- **The input**
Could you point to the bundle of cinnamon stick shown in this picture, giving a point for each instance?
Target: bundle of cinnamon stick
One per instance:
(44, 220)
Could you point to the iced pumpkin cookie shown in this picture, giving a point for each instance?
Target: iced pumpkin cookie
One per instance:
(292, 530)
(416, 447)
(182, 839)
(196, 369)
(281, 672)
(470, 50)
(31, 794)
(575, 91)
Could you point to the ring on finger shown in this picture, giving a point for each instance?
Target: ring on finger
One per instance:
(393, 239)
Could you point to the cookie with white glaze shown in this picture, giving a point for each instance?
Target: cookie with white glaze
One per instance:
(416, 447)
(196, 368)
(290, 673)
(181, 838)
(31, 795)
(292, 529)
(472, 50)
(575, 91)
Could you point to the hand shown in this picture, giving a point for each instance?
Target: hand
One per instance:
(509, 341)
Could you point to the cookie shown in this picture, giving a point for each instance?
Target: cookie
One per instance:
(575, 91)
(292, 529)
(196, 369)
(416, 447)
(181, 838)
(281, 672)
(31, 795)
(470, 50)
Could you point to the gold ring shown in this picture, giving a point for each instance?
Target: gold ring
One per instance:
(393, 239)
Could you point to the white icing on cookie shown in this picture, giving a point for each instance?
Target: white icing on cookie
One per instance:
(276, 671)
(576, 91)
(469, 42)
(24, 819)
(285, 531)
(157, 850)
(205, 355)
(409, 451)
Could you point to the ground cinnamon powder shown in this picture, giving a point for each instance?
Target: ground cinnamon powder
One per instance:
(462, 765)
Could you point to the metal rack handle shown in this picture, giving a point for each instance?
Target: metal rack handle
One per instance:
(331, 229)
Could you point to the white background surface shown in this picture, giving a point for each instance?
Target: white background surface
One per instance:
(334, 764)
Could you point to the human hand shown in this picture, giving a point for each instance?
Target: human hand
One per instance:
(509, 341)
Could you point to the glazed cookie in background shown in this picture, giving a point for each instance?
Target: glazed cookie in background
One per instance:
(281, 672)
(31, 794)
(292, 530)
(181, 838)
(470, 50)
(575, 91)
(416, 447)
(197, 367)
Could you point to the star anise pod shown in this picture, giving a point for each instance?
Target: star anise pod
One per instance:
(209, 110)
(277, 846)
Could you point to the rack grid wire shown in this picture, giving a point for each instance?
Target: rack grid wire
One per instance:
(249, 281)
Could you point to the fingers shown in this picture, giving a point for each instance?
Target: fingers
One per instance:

- **Description of the task**
All lines in the records that contain "human" are to be copied and returned.

- **Your response**
Could you point to the human hand shown in this picture, giving a point for each instance?
Target: human hand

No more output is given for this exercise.